The league’s best offense, which seems likely to get Shanahan a head coaching job, scored touchdowns on all five of its first-half possessions. It was enough to almost make the average fan take pity on the opponent, except, well, it was the Saints.
First drive: four plays, 68 yards, touchdown (7-yard pass to Tevin Coleman).
Second drive: 75-yard touchdown run by Devonta Freeman.
Third drive: Fade to Julio Jones in the corner of the end zone for a touchdown.
Fourth drive: Mohamed Sanu 10-yard touchdown.
Fifth drive: Justin Hardy 7-yard score.
Uncle.
Matt Ryan put up cartoon numbers in the first two quarters: 17 for 19, 235 yards, four touchdown passes to four different receivers, a 157.8 rating (which is the ceiling).
The 35-point first half was the most allowed by New Orleans in the Sean Payton-Drew Brees era, which Payton will no doubt keep in mind as he considers fielding offers for other jobs.
Fans chanted, “MVP, MVP” with each Ryan touchdown pass. He certainly has made it hard to argue against him. He finished the day with 331 yards passing, four touchdowns, zero interceptions and a rating of 139.9. His 38 touchdowns vs. seven interceptions and franchise record 4,944 yards might be enough to push him to that honor.

* **Task to complete**
Pick up the game report on Matt Ryan's day against the Saints where it leaves off.

* **Record extracts**
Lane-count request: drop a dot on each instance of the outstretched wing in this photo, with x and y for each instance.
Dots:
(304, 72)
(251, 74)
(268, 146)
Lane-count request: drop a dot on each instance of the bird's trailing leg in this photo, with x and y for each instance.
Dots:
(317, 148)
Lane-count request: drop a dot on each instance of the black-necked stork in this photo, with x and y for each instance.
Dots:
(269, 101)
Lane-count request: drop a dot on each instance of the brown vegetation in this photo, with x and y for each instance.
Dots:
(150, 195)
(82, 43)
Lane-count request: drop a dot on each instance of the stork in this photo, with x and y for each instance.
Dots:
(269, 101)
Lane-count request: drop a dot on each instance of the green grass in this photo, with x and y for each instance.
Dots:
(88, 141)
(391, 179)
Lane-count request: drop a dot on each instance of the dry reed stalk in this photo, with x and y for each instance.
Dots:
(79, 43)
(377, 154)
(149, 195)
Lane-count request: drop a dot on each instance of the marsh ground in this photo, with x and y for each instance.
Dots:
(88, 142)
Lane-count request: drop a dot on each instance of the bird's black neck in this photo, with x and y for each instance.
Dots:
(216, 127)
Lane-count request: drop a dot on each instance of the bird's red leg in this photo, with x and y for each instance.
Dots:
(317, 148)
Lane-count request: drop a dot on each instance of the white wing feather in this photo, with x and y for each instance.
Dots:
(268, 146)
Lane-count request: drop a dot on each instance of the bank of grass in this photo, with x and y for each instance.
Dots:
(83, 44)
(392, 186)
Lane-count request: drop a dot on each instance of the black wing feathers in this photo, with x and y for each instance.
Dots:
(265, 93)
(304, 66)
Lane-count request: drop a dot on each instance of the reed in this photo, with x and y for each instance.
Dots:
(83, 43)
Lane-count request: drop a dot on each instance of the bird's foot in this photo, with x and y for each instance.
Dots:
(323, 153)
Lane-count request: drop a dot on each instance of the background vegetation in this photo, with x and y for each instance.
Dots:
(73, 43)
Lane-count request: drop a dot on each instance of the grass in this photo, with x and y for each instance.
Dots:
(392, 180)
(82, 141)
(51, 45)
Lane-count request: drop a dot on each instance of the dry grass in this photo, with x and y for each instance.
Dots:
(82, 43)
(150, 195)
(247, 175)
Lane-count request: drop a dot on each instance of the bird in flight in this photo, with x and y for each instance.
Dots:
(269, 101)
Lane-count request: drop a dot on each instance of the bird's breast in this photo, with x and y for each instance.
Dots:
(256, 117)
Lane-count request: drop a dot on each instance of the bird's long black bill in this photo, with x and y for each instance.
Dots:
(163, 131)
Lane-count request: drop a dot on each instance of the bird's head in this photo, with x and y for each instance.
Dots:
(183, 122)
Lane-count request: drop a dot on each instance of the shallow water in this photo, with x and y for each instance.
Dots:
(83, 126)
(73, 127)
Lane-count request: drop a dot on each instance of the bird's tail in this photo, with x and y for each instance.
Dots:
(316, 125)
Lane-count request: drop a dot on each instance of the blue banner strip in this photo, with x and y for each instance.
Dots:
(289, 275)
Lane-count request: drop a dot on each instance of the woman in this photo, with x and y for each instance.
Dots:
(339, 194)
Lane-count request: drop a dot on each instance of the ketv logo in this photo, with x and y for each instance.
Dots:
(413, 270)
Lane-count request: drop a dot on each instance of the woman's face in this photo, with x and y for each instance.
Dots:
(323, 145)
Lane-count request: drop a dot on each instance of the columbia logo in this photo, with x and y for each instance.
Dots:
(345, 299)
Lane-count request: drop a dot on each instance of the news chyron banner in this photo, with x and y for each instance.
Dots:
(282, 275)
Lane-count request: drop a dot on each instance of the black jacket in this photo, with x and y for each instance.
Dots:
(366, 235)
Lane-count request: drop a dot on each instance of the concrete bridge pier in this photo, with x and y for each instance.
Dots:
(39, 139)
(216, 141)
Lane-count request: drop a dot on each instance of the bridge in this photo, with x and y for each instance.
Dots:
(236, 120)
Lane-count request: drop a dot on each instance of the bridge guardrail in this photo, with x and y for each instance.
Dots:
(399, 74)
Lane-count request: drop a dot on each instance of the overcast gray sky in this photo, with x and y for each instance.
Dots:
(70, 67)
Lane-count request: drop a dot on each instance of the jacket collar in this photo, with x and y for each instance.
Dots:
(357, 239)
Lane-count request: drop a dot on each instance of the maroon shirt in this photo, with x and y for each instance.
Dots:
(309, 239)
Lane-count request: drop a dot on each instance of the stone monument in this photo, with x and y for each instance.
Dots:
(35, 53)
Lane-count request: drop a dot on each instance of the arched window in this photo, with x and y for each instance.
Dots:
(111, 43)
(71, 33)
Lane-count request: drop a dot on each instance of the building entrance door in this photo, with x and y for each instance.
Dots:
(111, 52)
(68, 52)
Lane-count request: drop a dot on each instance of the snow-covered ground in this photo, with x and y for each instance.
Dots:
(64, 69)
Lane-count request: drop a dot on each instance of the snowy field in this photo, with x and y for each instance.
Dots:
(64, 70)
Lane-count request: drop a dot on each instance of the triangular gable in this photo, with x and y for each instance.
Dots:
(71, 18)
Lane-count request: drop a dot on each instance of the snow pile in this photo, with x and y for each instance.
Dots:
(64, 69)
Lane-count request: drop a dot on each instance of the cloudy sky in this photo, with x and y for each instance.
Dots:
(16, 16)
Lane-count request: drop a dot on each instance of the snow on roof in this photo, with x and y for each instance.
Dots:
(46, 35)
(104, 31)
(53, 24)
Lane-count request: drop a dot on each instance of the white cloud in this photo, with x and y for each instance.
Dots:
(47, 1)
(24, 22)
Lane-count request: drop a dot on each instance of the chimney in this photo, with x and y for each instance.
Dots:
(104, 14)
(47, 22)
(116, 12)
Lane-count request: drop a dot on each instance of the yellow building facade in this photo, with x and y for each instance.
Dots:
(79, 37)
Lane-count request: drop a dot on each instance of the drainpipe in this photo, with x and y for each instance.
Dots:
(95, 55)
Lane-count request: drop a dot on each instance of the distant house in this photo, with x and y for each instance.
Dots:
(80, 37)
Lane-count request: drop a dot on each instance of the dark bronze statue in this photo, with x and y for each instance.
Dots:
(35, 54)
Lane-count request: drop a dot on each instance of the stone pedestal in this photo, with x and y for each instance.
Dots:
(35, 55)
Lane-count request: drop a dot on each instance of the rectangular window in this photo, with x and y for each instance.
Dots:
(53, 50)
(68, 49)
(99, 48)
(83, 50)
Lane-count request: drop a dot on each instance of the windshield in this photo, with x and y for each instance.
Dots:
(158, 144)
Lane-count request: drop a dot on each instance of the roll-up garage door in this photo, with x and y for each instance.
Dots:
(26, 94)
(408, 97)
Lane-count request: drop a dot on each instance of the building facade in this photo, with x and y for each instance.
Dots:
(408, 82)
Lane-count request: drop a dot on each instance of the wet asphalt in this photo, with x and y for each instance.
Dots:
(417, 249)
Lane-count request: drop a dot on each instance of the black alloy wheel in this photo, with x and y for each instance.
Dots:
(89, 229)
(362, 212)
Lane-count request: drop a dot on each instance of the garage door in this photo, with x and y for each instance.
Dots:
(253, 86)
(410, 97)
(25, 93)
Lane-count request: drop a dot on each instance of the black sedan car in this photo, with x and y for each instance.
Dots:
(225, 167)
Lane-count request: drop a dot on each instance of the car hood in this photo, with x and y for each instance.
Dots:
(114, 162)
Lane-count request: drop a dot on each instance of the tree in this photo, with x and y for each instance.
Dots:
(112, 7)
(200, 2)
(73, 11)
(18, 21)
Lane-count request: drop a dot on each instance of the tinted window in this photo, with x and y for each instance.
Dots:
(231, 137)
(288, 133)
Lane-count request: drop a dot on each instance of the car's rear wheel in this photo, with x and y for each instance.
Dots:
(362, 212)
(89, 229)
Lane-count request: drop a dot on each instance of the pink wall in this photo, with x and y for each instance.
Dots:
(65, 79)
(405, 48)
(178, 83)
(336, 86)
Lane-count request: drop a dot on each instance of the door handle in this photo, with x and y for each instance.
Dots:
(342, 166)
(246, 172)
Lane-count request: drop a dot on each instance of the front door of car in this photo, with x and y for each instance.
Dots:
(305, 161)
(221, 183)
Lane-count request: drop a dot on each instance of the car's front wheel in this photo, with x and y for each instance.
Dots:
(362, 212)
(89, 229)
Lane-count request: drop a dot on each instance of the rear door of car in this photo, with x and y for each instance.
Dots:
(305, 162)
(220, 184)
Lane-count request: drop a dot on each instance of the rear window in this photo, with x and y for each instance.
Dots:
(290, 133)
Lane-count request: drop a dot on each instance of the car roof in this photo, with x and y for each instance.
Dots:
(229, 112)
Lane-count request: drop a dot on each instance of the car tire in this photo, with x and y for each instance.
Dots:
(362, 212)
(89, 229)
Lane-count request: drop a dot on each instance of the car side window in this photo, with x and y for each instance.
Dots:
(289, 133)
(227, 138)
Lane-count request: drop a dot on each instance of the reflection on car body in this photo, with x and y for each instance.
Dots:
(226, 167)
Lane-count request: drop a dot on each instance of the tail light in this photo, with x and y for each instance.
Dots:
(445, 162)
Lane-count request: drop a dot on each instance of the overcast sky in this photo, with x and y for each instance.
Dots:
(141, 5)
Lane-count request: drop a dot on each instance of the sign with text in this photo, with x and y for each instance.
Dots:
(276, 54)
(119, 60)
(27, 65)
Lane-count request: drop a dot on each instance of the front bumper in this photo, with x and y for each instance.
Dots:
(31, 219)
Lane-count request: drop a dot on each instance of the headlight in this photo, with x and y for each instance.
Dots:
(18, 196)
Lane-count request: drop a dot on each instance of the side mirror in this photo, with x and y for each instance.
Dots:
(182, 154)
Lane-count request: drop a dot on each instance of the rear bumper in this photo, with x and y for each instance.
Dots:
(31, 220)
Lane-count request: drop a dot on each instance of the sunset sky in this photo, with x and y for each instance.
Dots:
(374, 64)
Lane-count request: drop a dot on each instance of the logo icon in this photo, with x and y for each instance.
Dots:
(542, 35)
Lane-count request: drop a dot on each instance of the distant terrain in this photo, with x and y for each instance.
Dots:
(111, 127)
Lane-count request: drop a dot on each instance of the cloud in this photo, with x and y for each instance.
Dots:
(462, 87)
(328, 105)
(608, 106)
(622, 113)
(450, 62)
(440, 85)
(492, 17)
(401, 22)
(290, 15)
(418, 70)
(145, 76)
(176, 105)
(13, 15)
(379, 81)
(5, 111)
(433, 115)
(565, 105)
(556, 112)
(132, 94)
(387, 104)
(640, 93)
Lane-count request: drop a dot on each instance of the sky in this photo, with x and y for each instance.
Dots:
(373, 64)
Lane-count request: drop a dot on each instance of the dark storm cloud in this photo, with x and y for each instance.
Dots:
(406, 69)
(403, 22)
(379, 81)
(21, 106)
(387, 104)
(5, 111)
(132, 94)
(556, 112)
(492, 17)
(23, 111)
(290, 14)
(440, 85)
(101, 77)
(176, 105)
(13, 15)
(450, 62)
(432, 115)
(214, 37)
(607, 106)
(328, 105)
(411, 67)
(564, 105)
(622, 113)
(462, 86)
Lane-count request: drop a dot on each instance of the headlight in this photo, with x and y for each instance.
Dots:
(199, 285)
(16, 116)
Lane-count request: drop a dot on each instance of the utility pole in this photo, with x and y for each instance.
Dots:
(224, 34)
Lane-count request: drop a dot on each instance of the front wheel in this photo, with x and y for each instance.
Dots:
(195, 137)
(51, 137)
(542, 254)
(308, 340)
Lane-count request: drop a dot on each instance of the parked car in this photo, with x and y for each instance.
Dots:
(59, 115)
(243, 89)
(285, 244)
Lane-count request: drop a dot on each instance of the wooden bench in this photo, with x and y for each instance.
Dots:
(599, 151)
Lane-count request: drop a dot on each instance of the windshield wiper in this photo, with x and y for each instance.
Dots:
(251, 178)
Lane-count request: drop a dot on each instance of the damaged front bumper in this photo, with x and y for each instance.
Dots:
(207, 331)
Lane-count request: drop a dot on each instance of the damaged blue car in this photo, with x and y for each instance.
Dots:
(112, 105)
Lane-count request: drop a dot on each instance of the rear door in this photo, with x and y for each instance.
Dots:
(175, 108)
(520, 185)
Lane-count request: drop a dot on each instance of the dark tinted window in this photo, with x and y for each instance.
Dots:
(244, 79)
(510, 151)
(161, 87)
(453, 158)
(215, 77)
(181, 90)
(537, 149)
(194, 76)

* **Reply to the task**
Count Michael Vick, who was among the former Falcons in the building, among the impressed.
Vick, who was loudly cheered in his return to the Georgia Dome, said Ryan "has just taken his game to another level. Over the last three or four years, he's been the consummate teammate, the best player on the field, the leader on the field. You can tell he's in total control. This team goes as he goes."
No doubt.
This franchise has won seven division titles. They have reached the NFC championship three times and made it to the Super Bowl once in 1998.
Nobody assumes success in Atlanta. They shouldn’t now. But the ceiling looks high.